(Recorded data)
--- start ---

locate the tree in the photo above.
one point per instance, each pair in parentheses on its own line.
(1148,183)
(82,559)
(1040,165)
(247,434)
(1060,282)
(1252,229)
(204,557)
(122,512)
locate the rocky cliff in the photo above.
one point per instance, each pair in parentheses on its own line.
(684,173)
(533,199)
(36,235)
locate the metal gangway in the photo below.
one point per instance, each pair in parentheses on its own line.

--- end ---

STATED EXERCISE -
Present all the rows above as a numbered list with one line per item, leaving out any blank lines.

FULL SOLUTION -
1. locate the tree in the photo above.
2. one point per instance, each pair in parentheses on its own line.
3. (1148,183)
4. (82,559)
5. (1040,165)
6. (247,434)
7. (1060,282)
8. (1252,229)
9. (204,557)
10. (122,512)
11. locate the rocky cliff in the photo above.
12. one point per instance, each pair in parentheses on its own line.
13. (684,173)
14. (533,199)
15. (36,235)
16. locate the metal gangway in the photo below.
17. one point per instance, each pair in parentheses on its own line.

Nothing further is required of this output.